任务说明:
请从这篇讲解 Java 正则表达式边界匹配的文章最后一句之后续写下去。
━━━ 文档
正则表达式实用指南（三）：边界匹配、Pattern模式、Matcher方法||沉潜飞动|君子藏器于身，待时而动。

正则表达式实用指南（三）：边界匹配、Pattern模式、Matcher方法

本文收录在《从小工到专家的 Java 进阶之旅》系列专栏中。

你好，我是看山。

正则表达式是Java变成中一把利器，常出现在文本检查、替换等逻辑中。本文中，我们将深入探讨 Java 正则表达式 API，并研究如何在 Java 编程语言中运用正则表达式。

在正则表达式的领域中，存在多种不同的“风格”可供选择，例如 grep、Perl、Python、PHP、awk 等等。这就意味着，在一种编程语言中有效的正则表达式，在另一种语言中可能无法正常工作。Java 中的正则表达式语法与 Perl 中的最为相似。

八、边界匹配器

Java 正则表达式 API 还支持边界匹配，如果我们需要判断匹配的位置，就可以使用边界匹配器。

要仅在文本开头满足所需正则表达式时进行匹配，我们使用“^”。下面的测试将通过，因为“dog”在文本开头：

int matches = runTest("^dog", "dogs are friendly");

assertTrue(matches > 0);

下面示例就会匹配失败：

int matches = runTest("^dog", "are dogs are friendly?");

assertFalse(matches > 0);

要仅在文本结尾满足所需正则表达式时进行匹配，我们使用“$”。在下面的情况下，我们会找到匹配：

int matches = runTest("dog$", "Man's best friend is a dog");

assertTrue(matches > 0);

下面示例就会匹配失败：

int matches = runTest("dog$", "is a dog man's best friend?");

assertFalse(matches > 0);

\\b表示单词边界，正则表达是中所说的单词是指\w+空格，即数字、大小写字母、下划线、空格。
━━━━━━
━━━ 数据行
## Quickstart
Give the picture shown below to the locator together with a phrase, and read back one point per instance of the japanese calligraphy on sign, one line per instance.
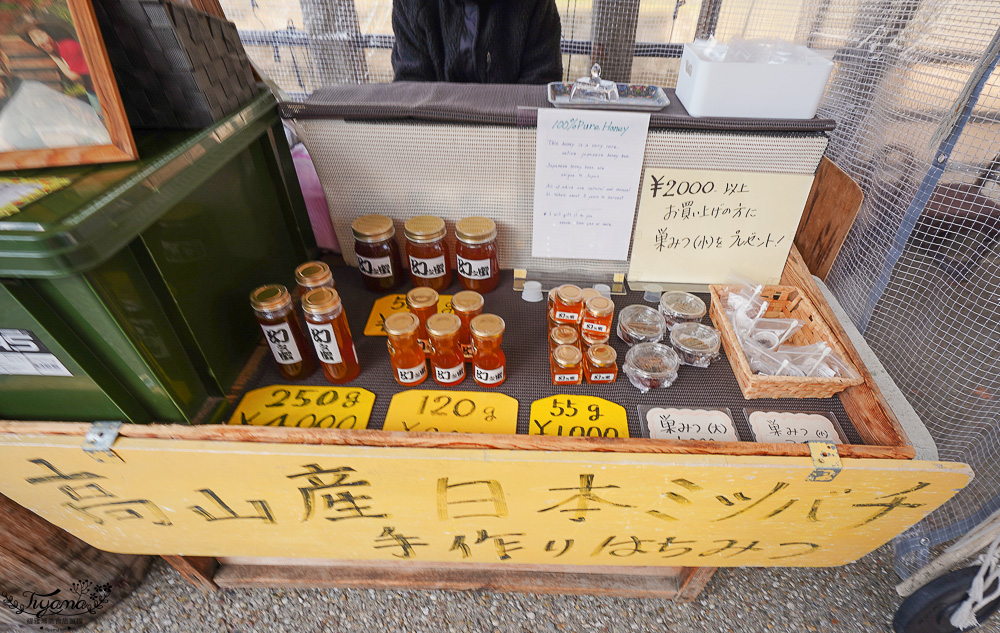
(467, 505)
(698, 227)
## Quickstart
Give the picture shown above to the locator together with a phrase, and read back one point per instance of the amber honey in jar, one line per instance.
(600, 364)
(377, 252)
(598, 314)
(423, 303)
(330, 335)
(272, 305)
(567, 365)
(409, 363)
(467, 305)
(427, 252)
(568, 306)
(447, 359)
(313, 275)
(476, 254)
(489, 364)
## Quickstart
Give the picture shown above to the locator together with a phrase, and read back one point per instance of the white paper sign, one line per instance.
(697, 226)
(775, 427)
(690, 424)
(587, 169)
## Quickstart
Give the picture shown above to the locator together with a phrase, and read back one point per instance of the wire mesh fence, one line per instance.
(919, 273)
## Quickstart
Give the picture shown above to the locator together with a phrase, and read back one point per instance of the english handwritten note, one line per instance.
(698, 227)
(587, 172)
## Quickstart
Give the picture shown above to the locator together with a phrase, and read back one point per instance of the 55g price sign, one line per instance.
(305, 407)
(578, 416)
(452, 412)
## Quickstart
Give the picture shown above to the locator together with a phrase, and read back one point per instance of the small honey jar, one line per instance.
(567, 365)
(600, 364)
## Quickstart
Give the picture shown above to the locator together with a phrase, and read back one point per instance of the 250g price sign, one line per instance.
(452, 412)
(305, 407)
(578, 416)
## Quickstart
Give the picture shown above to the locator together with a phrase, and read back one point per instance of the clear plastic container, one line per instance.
(640, 324)
(651, 366)
(681, 307)
(696, 344)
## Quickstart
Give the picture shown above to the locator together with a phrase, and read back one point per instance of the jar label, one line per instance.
(489, 376)
(415, 374)
(427, 268)
(283, 347)
(450, 375)
(325, 342)
(590, 326)
(374, 266)
(474, 268)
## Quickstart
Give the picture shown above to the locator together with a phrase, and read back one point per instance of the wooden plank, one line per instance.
━━━━━━
回答:
int matches = runTest("\\bdog\\b", "a dog is friendly");

assertEquals(matches, 1);

行首的空字符串也是一个单词边界：

int matches = runTest("\\bdog\\b", "dog is man's best friend");

assertEquals(matches, 1);

下面这个示例则会无匹配字符：

int matches = runTest("\\bdog\\b", "snoop dogg is a rapper");

assertEquals(matches, 0);

两个连续的单词字符不标记为单词边界，但我们可以通过更改正则表达式的结尾来查找非单词边界，使其通过测试：

int matches = runTest("\\bdog\\B", "snoop dogg is a rapper");
assertEquals(matches, 1);

这里用到了\B，表示非边界单词，与\b正好相反。

九、Pattern 类方法

Pattern的compile方法可以传入一组标志，这些标志会影响匹配方式。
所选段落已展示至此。